* Input records

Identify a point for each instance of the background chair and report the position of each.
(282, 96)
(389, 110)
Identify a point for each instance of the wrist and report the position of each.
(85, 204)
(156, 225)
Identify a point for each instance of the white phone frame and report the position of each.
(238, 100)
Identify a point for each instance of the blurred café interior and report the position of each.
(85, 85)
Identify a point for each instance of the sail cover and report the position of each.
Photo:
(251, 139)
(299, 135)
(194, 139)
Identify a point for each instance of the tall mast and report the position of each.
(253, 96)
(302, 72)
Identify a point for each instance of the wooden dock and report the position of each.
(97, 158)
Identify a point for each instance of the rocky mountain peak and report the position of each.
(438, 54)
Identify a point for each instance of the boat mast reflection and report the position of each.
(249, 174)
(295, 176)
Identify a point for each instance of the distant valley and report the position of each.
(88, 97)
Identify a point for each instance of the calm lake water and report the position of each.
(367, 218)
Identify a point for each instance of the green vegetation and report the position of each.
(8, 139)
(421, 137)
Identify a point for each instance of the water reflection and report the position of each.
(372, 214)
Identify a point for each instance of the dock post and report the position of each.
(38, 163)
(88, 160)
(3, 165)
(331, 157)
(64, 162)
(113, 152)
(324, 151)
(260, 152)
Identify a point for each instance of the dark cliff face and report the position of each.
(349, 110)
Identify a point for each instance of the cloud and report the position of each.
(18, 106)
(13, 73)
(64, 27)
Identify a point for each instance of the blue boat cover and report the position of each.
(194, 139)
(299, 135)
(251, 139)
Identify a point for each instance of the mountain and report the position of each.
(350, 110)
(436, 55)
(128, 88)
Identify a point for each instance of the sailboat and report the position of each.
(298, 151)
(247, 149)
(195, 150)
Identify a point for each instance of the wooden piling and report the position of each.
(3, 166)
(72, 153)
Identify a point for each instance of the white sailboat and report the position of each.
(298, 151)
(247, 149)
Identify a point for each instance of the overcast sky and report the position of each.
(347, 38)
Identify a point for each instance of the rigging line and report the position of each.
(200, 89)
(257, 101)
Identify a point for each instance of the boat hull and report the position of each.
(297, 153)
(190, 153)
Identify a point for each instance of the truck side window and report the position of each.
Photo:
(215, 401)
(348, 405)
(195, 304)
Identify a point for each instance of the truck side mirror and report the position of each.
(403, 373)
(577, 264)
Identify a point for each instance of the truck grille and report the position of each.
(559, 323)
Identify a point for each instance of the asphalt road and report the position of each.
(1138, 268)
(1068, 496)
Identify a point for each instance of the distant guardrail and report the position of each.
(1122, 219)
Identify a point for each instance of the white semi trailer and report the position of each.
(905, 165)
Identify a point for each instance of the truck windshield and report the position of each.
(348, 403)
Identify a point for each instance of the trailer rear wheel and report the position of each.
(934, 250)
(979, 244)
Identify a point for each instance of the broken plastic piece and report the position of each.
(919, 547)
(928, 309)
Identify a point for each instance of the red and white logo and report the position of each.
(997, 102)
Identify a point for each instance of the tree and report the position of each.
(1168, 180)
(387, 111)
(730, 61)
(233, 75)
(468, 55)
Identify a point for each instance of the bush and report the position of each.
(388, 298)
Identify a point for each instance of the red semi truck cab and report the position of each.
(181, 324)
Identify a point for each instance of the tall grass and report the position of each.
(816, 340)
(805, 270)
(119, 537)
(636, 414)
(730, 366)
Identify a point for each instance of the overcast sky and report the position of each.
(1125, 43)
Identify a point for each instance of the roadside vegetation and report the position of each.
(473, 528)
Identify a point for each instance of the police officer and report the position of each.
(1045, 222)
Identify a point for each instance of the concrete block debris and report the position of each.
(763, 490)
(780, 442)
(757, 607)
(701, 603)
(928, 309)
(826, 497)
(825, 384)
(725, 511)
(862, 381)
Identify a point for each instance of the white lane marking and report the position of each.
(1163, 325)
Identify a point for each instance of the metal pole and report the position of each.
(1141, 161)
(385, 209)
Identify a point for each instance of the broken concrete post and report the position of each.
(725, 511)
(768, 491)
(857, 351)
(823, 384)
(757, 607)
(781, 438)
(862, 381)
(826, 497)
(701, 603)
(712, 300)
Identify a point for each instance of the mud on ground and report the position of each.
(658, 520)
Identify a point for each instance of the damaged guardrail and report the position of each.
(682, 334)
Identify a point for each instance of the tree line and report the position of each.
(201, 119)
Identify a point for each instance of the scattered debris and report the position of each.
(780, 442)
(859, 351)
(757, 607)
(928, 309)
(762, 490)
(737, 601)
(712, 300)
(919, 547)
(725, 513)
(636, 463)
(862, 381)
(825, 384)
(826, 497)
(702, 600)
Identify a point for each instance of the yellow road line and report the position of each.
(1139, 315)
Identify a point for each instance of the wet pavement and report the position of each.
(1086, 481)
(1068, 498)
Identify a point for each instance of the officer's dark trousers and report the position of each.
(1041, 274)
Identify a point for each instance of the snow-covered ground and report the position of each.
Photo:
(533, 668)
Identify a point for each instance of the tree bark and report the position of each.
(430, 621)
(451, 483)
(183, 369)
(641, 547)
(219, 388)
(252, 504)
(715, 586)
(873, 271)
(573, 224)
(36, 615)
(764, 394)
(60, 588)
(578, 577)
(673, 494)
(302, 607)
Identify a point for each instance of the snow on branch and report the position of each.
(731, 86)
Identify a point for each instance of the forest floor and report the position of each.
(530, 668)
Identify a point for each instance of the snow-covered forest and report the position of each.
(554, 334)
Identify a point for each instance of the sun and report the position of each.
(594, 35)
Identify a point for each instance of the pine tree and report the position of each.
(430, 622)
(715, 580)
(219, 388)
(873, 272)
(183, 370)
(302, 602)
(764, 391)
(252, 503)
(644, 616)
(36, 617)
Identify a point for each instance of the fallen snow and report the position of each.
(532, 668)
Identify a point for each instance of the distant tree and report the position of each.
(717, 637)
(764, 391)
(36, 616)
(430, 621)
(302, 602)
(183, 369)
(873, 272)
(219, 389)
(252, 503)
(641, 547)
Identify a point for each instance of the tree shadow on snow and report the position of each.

* Short task
From the listing above, extract every line exactly as it stands.

* Exercise result
Identify a point for each instance of the background chair and report the position of each.
(282, 96)
(389, 110)
Identify a point for each instance of the wrist and report the position of each.
(85, 204)
(156, 225)
Identify a point for each instance of the white phone frame and report the position of each.
(238, 100)
Identify a point for each instance of the blurred café interior and report the position of each.
(85, 85)
Identify a point for each instance of the sail cover and report the position of each.
Photo:
(251, 139)
(299, 135)
(194, 139)
Identify a point for each instance of the tall mast and report the position of each.
(253, 96)
(302, 72)
Identify a point for each instance of the wooden dock and report the position of each.
(97, 158)
Identify a point for each instance of the rocky mountain peak and report the position of each.
(438, 54)
Identify a point for each instance of the boat mast reflection and report the position of each.
(249, 174)
(295, 176)
Identify a point for each instance of the distant valley and report the position of each.
(88, 97)
Identify a point for each instance of the calm lake water and report the position of each.
(367, 218)
Identify a point for each instance of the green vegetation and report the position of each.
(8, 139)
(421, 137)
Identify a point for each instance of the water reflection and report the position of each.
(372, 214)
Identify a point for each instance of the dock post and report the position of each.
(38, 163)
(88, 160)
(3, 165)
(331, 157)
(64, 162)
(113, 152)
(324, 151)
(260, 152)
Identify a point for each instance of the dark cliff face and report the position of each.
(349, 110)
Identify a point for each instance of the cloud and report the position of each.
(18, 106)
(13, 73)
(64, 27)
Identify a point for each instance of the blue boat cover and report the position of each.
(194, 139)
(299, 135)
(251, 139)
Identify a point for each instance of the mountain and report the position of each.
(350, 110)
(436, 55)
(128, 88)
Identify a point for each instance of the sailboat and report the position of each.
(298, 151)
(247, 149)
(195, 150)
Identify a point for each instance of the wooden piling and report the position of each.
(3, 166)
(72, 153)
Identify a point for each instance of the white sailboat and report the position of each.
(298, 151)
(247, 149)
Identify a point for each instance of the overcast sky and report the position of each.
(347, 38)
Identify a point for each instance of the rigging line and report the position of each.
(200, 89)
(257, 101)
Identify a point for each instance of the boat hull and report the position of each.
(297, 153)
(190, 153)
Identify a point for each instance of the truck side window and report the position of each.
Photo:
(215, 401)
(348, 405)
(195, 304)
Identify a point for each instance of the truck side mirror and report the position of each.
(403, 373)
(577, 264)
Identify a point for each instance of the truck grille and report the position of each.
(559, 323)
Identify a point for each instance of the asphalt road and report the position of each.
(1138, 268)
(1068, 496)
Identify a point for each instance of the distant guardrail and report the position of each.
(1122, 219)
Identify a point for each instance of the white semi trailer and report the position of each.
(905, 165)
Identify a point for each instance of the truck windshield and report the position of each.
(348, 403)
Identify a point for each instance of the trailer rear wheel and report the position of each.
(934, 250)
(979, 244)
Identify a point for each instance of the broken plastic piece and report the position of each.
(919, 547)
(928, 309)
Identify a point for each instance of the red and white logo and report the position of each.
(997, 102)
Identify a point for each instance of the tree and report the position of each.
(1168, 180)
(387, 111)
(730, 61)
(233, 75)
(468, 55)
Identify a point for each instance of the bush and report the position of each.
(388, 298)
Identify a point for each instance of the red semi truck cab and report the position of each.
(181, 324)
Identify a point for each instance of the tall grass and report the position of each.
(816, 340)
(805, 270)
(119, 537)
(636, 414)
(730, 366)
Identify a point for each instance of the overcast sky and report the position of each.
(1125, 43)
Identify a point for each instance of the roadside vegetation and report the position of each.
(473, 528)
Identify a point for each instance of the police officer and report the position of each.
(1045, 222)
Identify a point for each instance of the concrete block debris and report the position of each.
(763, 490)
(780, 442)
(757, 607)
(701, 603)
(928, 309)
(826, 497)
(825, 384)
(725, 511)
(862, 381)
Identify a point for each instance of the white lane marking and report the position of each.
(1163, 325)
Identify a point for each instance of the metal pole and report the position of each.
(1141, 161)
(385, 209)
Identify a point for each instance of the broken concrete post and report the position of each.
(725, 511)
(768, 491)
(857, 351)
(823, 384)
(757, 607)
(781, 438)
(862, 381)
(826, 497)
(701, 603)
(712, 300)
Identify a point for each instance of the mud on ground and report the position of each.
(658, 520)
Identify a point for each instance of the damaged guardrail and report the position of each.
(682, 334)
Identify a point for each instance of the tree line and report the position of each.
(201, 119)
Identify a point for each instance of the scattered debris and report the position of each.
(780, 442)
(859, 351)
(757, 607)
(928, 309)
(762, 490)
(737, 601)
(712, 300)
(919, 547)
(725, 513)
(636, 463)
(862, 381)
(825, 384)
(826, 497)
(702, 600)
Identify a point for each instance of the yellow road line and report the position of each.
(1139, 315)
Identify a point for each instance of the wet pavement and report the position of each.
(1086, 481)
(1068, 498)
Identify a point for each instance of the officer's dark trousers and report the position of each.
(1041, 274)
Identify a point for each instance of the snow-covered ground and report the position of each.
Photo:
(533, 668)
Identify a point for each instance of the tree bark and report the position of each.
(430, 621)
(451, 483)
(183, 369)
(641, 547)
(219, 388)
(252, 504)
(715, 586)
(873, 271)
(573, 224)
(36, 615)
(764, 394)
(60, 588)
(578, 577)
(673, 494)
(302, 607)
Identify a point for each instance of the snow on branch and report the position of each.
(731, 86)
Identify a point for each instance of the forest floor and report the position of each.
(530, 668)
Identify a point for each instance of the snow-covered forest and report the position of each.
(554, 334)
Identify a point for each instance of the sun and report the position of each.
(594, 35)
Identify a point for each instance of the pine tree and report the position of each.
(430, 622)
(715, 580)
(219, 388)
(873, 272)
(183, 370)
(302, 602)
(764, 391)
(252, 503)
(644, 616)
(36, 617)
Identify a point for each instance of the fallen snow and report the position of each.
(532, 668)
Identify a point for each instance of the distant tree and report the position of each.
(717, 637)
(764, 391)
(36, 616)
(430, 621)
(302, 602)
(183, 369)
(873, 272)
(219, 389)
(252, 503)
(641, 547)
Identify a point for each instance of the tree shadow on snow and report the position of each.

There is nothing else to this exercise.